Rewrite every line of the listing below, swapping "point_to" for "locate_all" wherever it occurs and keeping everything else the same. Leave the pictures out of your answer.

[Pointing dataset records]
──────
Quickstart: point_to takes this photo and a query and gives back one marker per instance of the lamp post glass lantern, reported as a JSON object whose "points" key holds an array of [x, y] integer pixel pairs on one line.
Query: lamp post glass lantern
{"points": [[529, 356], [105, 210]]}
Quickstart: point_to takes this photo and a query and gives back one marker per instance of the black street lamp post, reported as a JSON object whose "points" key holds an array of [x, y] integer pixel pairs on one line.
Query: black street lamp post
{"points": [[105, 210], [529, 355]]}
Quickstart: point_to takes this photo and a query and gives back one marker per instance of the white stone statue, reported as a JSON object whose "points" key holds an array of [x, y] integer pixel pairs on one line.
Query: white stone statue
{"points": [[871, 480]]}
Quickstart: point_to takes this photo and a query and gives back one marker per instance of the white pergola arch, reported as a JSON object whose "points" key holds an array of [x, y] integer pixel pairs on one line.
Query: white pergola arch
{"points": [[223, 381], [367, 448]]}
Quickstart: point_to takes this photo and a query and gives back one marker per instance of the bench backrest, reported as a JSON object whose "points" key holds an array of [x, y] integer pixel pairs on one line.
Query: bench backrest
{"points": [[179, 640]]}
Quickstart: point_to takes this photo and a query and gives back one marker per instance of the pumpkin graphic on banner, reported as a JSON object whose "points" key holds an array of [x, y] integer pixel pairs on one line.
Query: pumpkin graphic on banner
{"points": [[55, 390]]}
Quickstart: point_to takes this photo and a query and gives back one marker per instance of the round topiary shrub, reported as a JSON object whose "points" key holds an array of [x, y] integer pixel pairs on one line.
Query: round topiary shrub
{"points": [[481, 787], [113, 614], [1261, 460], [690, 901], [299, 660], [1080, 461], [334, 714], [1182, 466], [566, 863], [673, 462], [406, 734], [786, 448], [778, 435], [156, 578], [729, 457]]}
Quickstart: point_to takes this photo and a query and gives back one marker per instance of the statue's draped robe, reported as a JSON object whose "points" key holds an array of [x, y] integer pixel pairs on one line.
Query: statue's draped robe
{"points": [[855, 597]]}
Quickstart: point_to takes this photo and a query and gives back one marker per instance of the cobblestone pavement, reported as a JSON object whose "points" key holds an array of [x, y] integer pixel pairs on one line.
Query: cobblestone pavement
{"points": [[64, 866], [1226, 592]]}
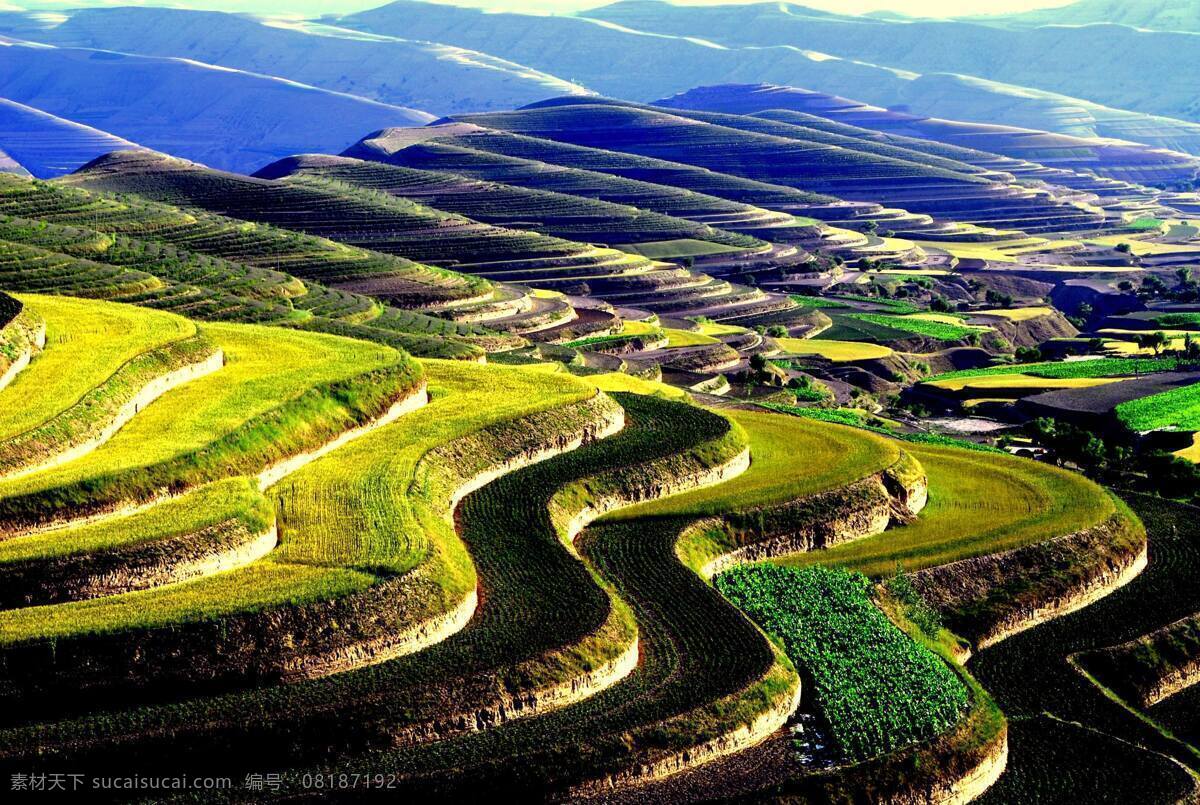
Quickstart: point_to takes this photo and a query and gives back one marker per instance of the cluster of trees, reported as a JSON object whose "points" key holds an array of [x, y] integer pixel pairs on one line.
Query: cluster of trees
{"points": [[1186, 288], [1116, 461]]}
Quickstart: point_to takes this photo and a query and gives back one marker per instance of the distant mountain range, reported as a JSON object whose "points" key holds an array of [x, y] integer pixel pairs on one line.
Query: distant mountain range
{"points": [[1151, 14], [223, 118], [1146, 72], [237, 91]]}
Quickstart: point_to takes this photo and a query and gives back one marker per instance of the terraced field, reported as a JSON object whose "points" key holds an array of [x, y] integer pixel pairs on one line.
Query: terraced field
{"points": [[780, 152], [372, 211], [585, 452], [307, 481], [55, 239]]}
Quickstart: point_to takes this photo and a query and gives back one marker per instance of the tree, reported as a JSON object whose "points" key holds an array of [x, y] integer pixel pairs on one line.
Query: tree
{"points": [[1156, 341]]}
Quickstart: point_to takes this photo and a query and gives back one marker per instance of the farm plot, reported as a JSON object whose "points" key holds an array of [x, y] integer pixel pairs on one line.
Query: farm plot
{"points": [[355, 520], [978, 504], [257, 246], [1175, 409], [217, 269], [876, 688], [702, 674], [1060, 721], [85, 343], [791, 458], [279, 394], [537, 629], [919, 325], [838, 352], [1098, 402], [1103, 367]]}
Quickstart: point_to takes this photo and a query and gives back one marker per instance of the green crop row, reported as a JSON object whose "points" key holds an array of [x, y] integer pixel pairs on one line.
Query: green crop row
{"points": [[280, 392], [876, 689], [1102, 367], [978, 504], [939, 330], [100, 406], [1180, 320], [1175, 409]]}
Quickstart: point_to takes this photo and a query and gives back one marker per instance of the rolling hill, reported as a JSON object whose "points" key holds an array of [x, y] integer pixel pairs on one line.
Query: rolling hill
{"points": [[1108, 65], [437, 78], [630, 61], [1150, 14], [369, 218], [46, 145], [221, 116], [798, 158], [1114, 158]]}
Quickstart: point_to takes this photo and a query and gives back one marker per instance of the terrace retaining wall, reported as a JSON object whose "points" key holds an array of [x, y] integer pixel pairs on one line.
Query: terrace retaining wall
{"points": [[508, 706], [36, 342], [149, 392], [823, 520], [967, 589], [125, 569]]}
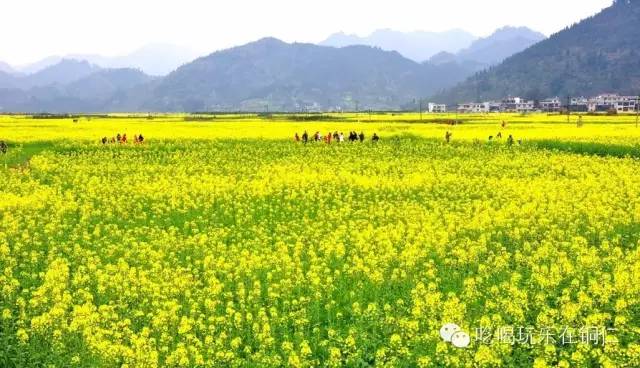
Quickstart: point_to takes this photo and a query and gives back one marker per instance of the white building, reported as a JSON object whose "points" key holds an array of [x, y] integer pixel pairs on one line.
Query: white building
{"points": [[608, 102], [517, 104], [436, 108], [551, 104], [474, 107]]}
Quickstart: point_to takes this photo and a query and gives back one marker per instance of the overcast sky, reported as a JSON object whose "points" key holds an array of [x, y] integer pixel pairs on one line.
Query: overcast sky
{"points": [[33, 29]]}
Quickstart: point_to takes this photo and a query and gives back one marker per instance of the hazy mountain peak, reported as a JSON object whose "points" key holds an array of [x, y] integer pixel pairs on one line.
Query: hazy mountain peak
{"points": [[6, 68], [500, 45], [417, 45], [596, 55]]}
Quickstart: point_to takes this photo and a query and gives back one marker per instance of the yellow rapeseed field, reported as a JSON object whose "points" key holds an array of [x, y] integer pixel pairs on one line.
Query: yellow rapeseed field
{"points": [[221, 242]]}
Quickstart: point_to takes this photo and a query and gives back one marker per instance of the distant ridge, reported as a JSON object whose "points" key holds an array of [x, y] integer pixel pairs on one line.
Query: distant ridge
{"points": [[599, 54]]}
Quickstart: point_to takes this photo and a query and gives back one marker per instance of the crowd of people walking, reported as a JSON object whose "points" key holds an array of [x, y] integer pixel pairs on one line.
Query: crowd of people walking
{"points": [[122, 139], [333, 137]]}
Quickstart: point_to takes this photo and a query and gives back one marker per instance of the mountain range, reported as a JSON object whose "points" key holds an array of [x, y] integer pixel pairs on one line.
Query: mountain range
{"points": [[597, 55], [417, 46], [153, 59]]}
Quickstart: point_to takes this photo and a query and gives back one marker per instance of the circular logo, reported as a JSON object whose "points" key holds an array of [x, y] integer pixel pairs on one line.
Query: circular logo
{"points": [[447, 331], [460, 339]]}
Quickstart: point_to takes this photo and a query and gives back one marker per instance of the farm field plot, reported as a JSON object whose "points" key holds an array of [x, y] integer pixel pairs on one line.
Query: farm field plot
{"points": [[221, 242]]}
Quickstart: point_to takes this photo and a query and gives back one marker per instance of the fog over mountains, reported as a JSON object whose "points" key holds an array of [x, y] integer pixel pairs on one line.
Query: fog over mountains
{"points": [[153, 59], [417, 46], [599, 54]]}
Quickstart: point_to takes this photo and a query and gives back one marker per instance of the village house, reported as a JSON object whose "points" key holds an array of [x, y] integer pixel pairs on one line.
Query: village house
{"points": [[436, 108], [474, 107], [551, 104], [613, 102]]}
──────
• [THE RESULT]
Quickstart: locate_all takes this photo and a query and gives back one marker per instance of the lamp post glass lantern, reported as a JSON object whose "points" key holds an array of [x, y] integer pixel pairs on one line.
Query: lamp post glass lantern
{"points": [[529, 356], [105, 210]]}
Quickstart: locate_all takes this photo and a query and gives back one marker per instance of the black street lamp post, reported as a JSON object whose "points" key holds an array of [x, y] integer pixel pairs on one line.
Query: black street lamp post
{"points": [[105, 210], [529, 355]]}
Quickstart: locate_all takes this photo and a query and gives back one marker per instance of the white stone statue, reported as a JSON object whose "points" key holds an array of [x, y] integer pixel pairs on one line.
Query: white stone statue
{"points": [[871, 480]]}
Quickstart: locate_all takes this photo and a query and gives back one marker per instance of the white pergola arch, reported as a JSON object whose "points" key holds an array of [x, y] integer pixel pairs on one line.
Query: white pergola arch
{"points": [[223, 381], [367, 448]]}
Quickstart: locate_all takes this photo and a query and gives back one marker per instance of the bench backrest, reported as a JSON object whose "points" key holds an array of [x, y] integer pixel pairs on one line.
Query: bench backrest
{"points": [[179, 640]]}
Quickstart: locate_all takes this photo and a query and gives back one marker per instance of the pumpkin graphic on banner, reported as a JSON object whose "points" key holds an array of [x, y] integer pixel pairs on one line.
Query: pumpkin graphic on banner
{"points": [[55, 390]]}
Quickstart: locate_all takes this photo and a query and gives back one marker per instance of the round topiary shrub, reported as a JSON object whose "points" key holds an array of [x, y] integer pixel pairs on one line.
Query: round topiary shrub
{"points": [[481, 787], [113, 614], [1261, 460], [690, 901], [299, 660], [1080, 461], [334, 714], [1182, 466], [566, 863], [673, 462], [406, 734], [786, 448], [778, 435], [156, 578], [729, 457]]}
Quickstart: locate_all takes this photo and a query and gives back one marker per instance of the statue's draped robe, reported as a JSON object whose "points" key holds an array of [x, y] integer pixel pairs on one line.
Query: statue's draped robe
{"points": [[855, 597]]}
Quickstart: locate_all takes this photo and a query and gives back one marker per instance of the cobblestone pavement, reported as a JSON object whose "points" key holds an array of [x, y] integer pixel pairs on one line.
Query: cobblestone pavement
{"points": [[64, 866], [1226, 592]]}
Quickstart: locate_all takes this photo and a query and gives back one marker per instance of the cluster of trees, reported as a JSON object whose "points" key holds an array of [x, y] integer pixel pairs on one line.
Query: cluster of trees
{"points": [[1186, 288], [1116, 461]]}
Quickstart: locate_all takes this photo and a query and gives back one marker per instance of the distant mountain range, reported as a JSON object whose "points" key holds an array of [x, y] integer pixel pairs on one line.
Query: distant mountain range
{"points": [[1151, 14], [223, 118], [1146, 72], [237, 91]]}
Quickstart: locate_all takes this photo and a query and gives back one marker per instance of the terraced field, reported as a JSON object whose "points" key holds an array of [x, y] integer pixel pairs on one line.
Query: terraced field
{"points": [[780, 152], [372, 211], [585, 452], [307, 481], [55, 239]]}
Quickstart: locate_all takes this photo and a query and gives back one marker per instance of the tree, reported as a JSON object whose "points" key holds an array of [x, y] integer pixel pairs on one line.
Query: tree
{"points": [[1156, 341]]}
Quickstart: locate_all takes this photo and a query and gives back one marker per instance of the farm plot, reported as a JSON object whose "points" key holds an array of [x, y] integer pixel pairs on one line.
Query: farm plot
{"points": [[355, 520], [978, 504], [257, 246], [1175, 409], [217, 269], [876, 688], [702, 674], [1060, 721], [85, 343], [791, 458], [279, 394], [537, 629], [919, 325], [838, 352], [1098, 402], [1103, 367]]}
Quickstart: locate_all takes this photo and a query and gives back one marker per instance of the green crop row, reported as a JSON object whose "points" key holds an array of [x, y] integer pixel pairs on one line.
Query: green crop row
{"points": [[280, 392], [876, 689], [1102, 367], [978, 504], [939, 330], [100, 406], [1180, 320], [1175, 409]]}
Quickstart: locate_all takes this photo and a query and gives back one marker per instance of the rolling hill, reported as a JSON object whose "points" key holds an array of [x, y] integer pixel pairs on one line.
Query: rolling hill
{"points": [[1108, 65], [437, 78], [630, 61], [1150, 14], [369, 218], [46, 145], [221, 116], [798, 158], [1114, 158]]}
Quickstart: locate_all takes this photo and a query and gives back one marker per instance of the terrace retaining wall, reported as a JSON object whose "points" key holds an array of [x, y] integer pixel pairs on one line.
Query: terrace retaining wall
{"points": [[508, 706], [36, 342], [149, 392], [823, 520], [967, 589], [125, 569]]}
Quickstart: locate_all takes this photo and a query and gives back one marker per instance of the white building, reported as a JSON object whose "points" key holds an array of [x, y] integer pixel pairs on one line.
Query: white building
{"points": [[608, 102], [517, 104], [436, 108], [551, 104], [474, 107]]}
Quickstart: locate_all takes this photo and a query and gives back one marker per instance of the overcast sky, reported as a JSON object whose "points" key holds an array of [x, y] integer pixel pairs on one line.
Query: overcast sky
{"points": [[33, 29]]}
Quickstart: locate_all takes this photo and a query and gives back one marker per instance of the hazy mountain peak, reported as a JSON object whose "points" key holds an array of [x, y] integer pixel pairs on one line.
Query: hazy mountain peak
{"points": [[6, 68], [500, 45], [417, 45], [596, 55]]}
Quickstart: locate_all takes this photo and a query and gives back one marker per instance of the yellow rapeseed field, reported as a JSON object whose "points" key holds an array of [x, y] integer pixel pairs on one line.
Query: yellow rapeseed field
{"points": [[221, 242]]}
Quickstart: locate_all takes this photo and a query and gives back one marker per instance of the distant ridge, reported as a JSON object whose "points" key holds an array of [x, y] integer pixel pairs on one line.
Query: distant ridge
{"points": [[599, 54]]}
Quickstart: locate_all takes this photo and a query and gives back one marker per instance of the crowd of people walking, reported as a JSON object whose "points" key holds an array of [x, y] integer pixel pairs on one line.
Query: crowd of people walking
{"points": [[122, 139], [333, 137]]}
Quickstart: locate_all takes this photo and a query and gives back one marker per instance of the mountain range, reported as a JSON object whose "points" key holds an array of [x, y] integer pixel pairs on one line.
Query: mountain range
{"points": [[597, 55], [417, 46], [153, 59]]}
Quickstart: locate_all takes this photo and a query and gives back one marker per instance of the circular logo, reported as a JSON object whose "points" key holds an array of [x, y] integer pixel pairs on one line.
Query: circular logo
{"points": [[447, 331], [460, 339]]}
Quickstart: locate_all takes this photo and a query and gives back one marker per instance of the farm field plot, reported as a JSON object whose "points" key holds an array of [x, y] integer pixel pairs on one line.
Query: farm field plot
{"points": [[221, 242]]}
Quickstart: locate_all takes this photo and a query and gives back one marker per instance of the fog over mountains, reported as a JSON object whose "points" key holds an array of [x, y] integer pixel pairs on one line.
Query: fog over mountains
{"points": [[153, 59], [417, 46], [599, 54]]}
Quickstart: locate_all takes this photo and a query and gives back one marker per instance of the village house, reported as a JSON object whose "points" key holds an array of [x, y] integer pixel pairs on one line.
Query: village house
{"points": [[436, 108], [474, 107], [551, 104], [613, 102]]}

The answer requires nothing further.